- TASK MATERIAL -
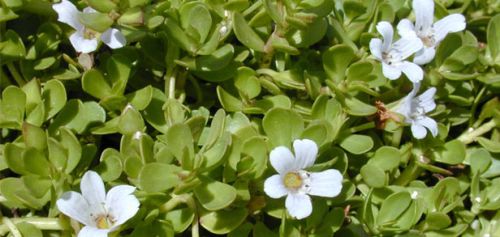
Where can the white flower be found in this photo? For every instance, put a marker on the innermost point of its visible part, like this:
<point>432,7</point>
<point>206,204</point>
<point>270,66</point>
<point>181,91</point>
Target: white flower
<point>83,39</point>
<point>414,110</point>
<point>430,34</point>
<point>393,56</point>
<point>292,180</point>
<point>101,213</point>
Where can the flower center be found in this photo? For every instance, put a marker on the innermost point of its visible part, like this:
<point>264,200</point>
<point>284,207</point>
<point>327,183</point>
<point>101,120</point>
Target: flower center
<point>293,180</point>
<point>104,221</point>
<point>89,33</point>
<point>391,57</point>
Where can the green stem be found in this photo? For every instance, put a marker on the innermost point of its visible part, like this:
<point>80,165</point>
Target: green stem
<point>410,173</point>
<point>362,127</point>
<point>15,74</point>
<point>471,135</point>
<point>42,223</point>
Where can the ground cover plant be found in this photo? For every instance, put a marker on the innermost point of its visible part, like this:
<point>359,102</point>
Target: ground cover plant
<point>249,118</point>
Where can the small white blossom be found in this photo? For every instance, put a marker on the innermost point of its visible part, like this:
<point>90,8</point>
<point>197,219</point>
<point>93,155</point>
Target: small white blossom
<point>414,110</point>
<point>430,34</point>
<point>295,182</point>
<point>101,213</point>
<point>393,56</point>
<point>85,40</point>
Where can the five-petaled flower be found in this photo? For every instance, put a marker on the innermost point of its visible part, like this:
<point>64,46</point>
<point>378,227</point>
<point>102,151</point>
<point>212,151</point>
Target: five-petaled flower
<point>101,213</point>
<point>414,110</point>
<point>295,182</point>
<point>84,40</point>
<point>393,56</point>
<point>430,34</point>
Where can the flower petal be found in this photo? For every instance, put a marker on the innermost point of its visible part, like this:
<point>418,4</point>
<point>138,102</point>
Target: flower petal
<point>407,46</point>
<point>430,124</point>
<point>425,55</point>
<point>426,99</point>
<point>327,183</point>
<point>376,48</point>
<point>113,38</point>
<point>418,130</point>
<point>298,205</point>
<point>93,191</point>
<point>406,29</point>
<point>385,29</point>
<point>89,231</point>
<point>121,203</point>
<point>73,204</point>
<point>274,187</point>
<point>412,71</point>
<point>424,14</point>
<point>390,72</point>
<point>451,23</point>
<point>305,152</point>
<point>81,44</point>
<point>68,13</point>
<point>282,159</point>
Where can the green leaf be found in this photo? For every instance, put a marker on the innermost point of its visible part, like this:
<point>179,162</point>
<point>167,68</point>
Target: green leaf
<point>180,219</point>
<point>12,46</point>
<point>158,177</point>
<point>245,34</point>
<point>357,144</point>
<point>373,175</point>
<point>54,98</point>
<point>34,137</point>
<point>393,207</point>
<point>335,61</point>
<point>493,37</point>
<point>97,21</point>
<point>93,82</point>
<point>452,153</point>
<point>214,195</point>
<point>223,221</point>
<point>282,126</point>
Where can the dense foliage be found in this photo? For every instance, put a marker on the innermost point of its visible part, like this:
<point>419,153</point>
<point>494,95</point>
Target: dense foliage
<point>187,106</point>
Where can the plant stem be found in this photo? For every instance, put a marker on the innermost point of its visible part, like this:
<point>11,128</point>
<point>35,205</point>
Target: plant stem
<point>42,223</point>
<point>15,74</point>
<point>470,136</point>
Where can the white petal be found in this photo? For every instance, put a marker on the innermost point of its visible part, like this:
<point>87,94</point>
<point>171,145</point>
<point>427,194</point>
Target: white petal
<point>390,72</point>
<point>426,99</point>
<point>274,188</point>
<point>282,160</point>
<point>407,46</point>
<point>412,71</point>
<point>425,55</point>
<point>73,204</point>
<point>424,14</point>
<point>451,23</point>
<point>113,38</point>
<point>376,48</point>
<point>89,10</point>
<point>430,124</point>
<point>418,131</point>
<point>89,231</point>
<point>305,153</point>
<point>298,205</point>
<point>68,13</point>
<point>406,28</point>
<point>385,29</point>
<point>93,191</point>
<point>327,183</point>
<point>121,203</point>
<point>81,44</point>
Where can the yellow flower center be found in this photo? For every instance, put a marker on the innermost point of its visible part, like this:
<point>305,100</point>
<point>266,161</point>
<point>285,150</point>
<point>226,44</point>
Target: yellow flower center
<point>104,222</point>
<point>293,180</point>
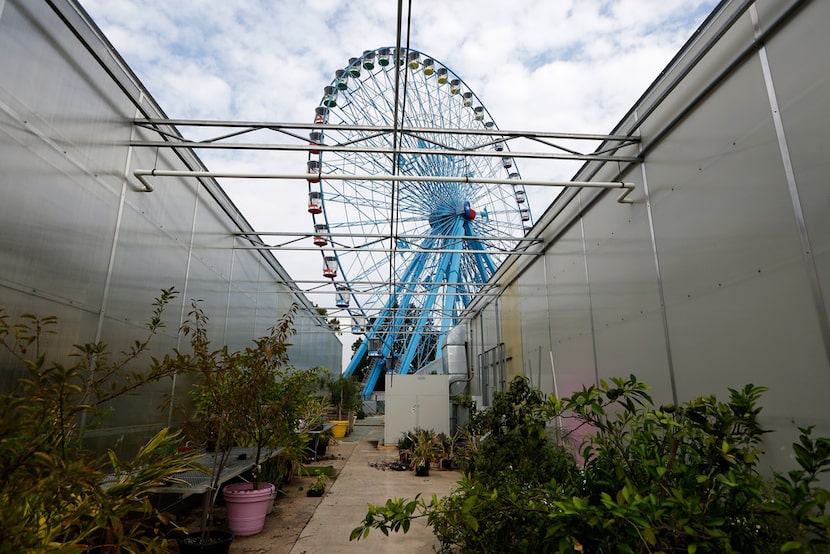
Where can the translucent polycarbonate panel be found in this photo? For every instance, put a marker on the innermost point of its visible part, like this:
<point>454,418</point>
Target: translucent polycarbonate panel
<point>81,239</point>
<point>625,302</point>
<point>802,94</point>
<point>740,241</point>
<point>570,313</point>
<point>535,328</point>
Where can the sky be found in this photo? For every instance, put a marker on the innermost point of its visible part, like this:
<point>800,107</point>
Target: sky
<point>572,66</point>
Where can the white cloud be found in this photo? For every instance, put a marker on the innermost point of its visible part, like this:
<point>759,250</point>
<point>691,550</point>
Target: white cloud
<point>573,66</point>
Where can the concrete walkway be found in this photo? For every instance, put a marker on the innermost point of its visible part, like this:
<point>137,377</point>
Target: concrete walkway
<point>359,484</point>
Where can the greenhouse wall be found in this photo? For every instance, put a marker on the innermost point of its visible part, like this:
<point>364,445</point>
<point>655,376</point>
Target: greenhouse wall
<point>83,240</point>
<point>718,274</point>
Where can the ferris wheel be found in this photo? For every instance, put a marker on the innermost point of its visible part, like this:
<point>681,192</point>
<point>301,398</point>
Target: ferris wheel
<point>407,234</point>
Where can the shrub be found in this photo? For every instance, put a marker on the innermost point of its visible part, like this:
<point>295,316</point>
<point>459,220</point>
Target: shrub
<point>652,479</point>
<point>54,493</point>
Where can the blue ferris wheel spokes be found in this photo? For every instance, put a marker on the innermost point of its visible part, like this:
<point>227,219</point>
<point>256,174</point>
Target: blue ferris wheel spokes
<point>418,249</point>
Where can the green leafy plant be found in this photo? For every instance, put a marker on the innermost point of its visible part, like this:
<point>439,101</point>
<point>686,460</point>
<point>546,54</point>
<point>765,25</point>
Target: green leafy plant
<point>344,394</point>
<point>248,397</point>
<point>55,494</point>
<point>644,479</point>
<point>425,448</point>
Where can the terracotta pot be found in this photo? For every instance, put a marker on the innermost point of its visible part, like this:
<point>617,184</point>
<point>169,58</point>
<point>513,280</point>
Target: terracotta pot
<point>247,507</point>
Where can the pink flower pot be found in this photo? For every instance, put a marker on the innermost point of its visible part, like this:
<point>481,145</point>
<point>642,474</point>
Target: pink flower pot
<point>247,507</point>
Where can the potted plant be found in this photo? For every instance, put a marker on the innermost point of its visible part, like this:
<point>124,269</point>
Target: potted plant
<point>318,487</point>
<point>248,398</point>
<point>427,447</point>
<point>57,494</point>
<point>345,398</point>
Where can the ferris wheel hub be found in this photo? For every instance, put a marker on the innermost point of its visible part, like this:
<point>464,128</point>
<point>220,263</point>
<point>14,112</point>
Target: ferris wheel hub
<point>469,212</point>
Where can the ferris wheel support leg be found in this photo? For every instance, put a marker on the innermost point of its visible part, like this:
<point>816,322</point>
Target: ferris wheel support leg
<point>373,378</point>
<point>356,359</point>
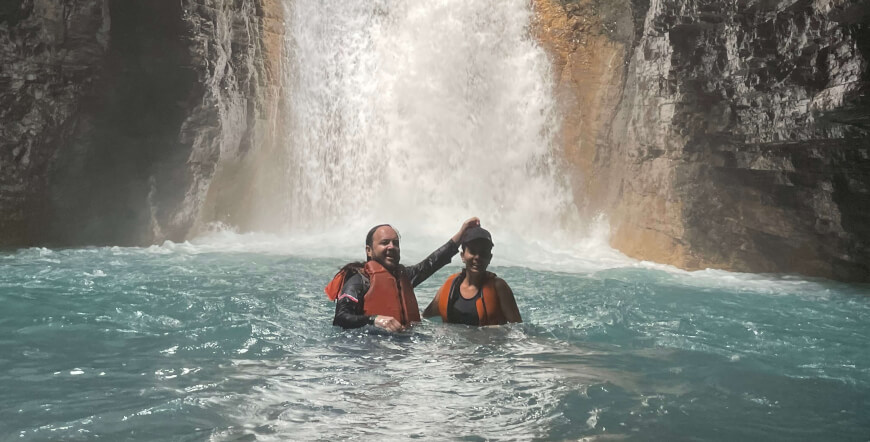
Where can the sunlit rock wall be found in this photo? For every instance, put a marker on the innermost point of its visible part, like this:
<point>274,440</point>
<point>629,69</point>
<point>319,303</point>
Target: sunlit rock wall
<point>118,114</point>
<point>739,138</point>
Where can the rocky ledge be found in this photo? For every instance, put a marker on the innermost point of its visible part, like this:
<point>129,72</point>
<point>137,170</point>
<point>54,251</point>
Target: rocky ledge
<point>721,134</point>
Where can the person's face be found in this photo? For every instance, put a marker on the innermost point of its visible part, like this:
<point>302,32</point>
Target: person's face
<point>385,247</point>
<point>477,255</point>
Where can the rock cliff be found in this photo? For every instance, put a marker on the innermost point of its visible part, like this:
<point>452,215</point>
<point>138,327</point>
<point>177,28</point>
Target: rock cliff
<point>730,135</point>
<point>118,114</point>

- ASSIGNED TASK -
All lines above starting at the one with "<point>220,263</point>" and ending at the one with "<point>137,170</point>", inclusive, are to be printed again exactly, with the pictures left out.

- EXERCISE ANSWER -
<point>220,263</point>
<point>14,112</point>
Target: ferris wheel hub
<point>469,212</point>
Where can the ferris wheel support leg be found in this photo? For every instance, put a marker on the innermost point of its visible part, like this:
<point>816,322</point>
Target: ferris wheel support leg
<point>373,378</point>
<point>356,359</point>
Where can the sunlit rock wall be found in this photo? For every instance, put a marker on the innermost point of its visible part, like this:
<point>274,440</point>
<point>629,69</point>
<point>319,303</point>
Target: sunlit rock wall
<point>118,114</point>
<point>739,138</point>
Where can the rocky ledge be found in this photo? For every instance, put a marker on the innermost point of its visible part, like this:
<point>129,72</point>
<point>137,170</point>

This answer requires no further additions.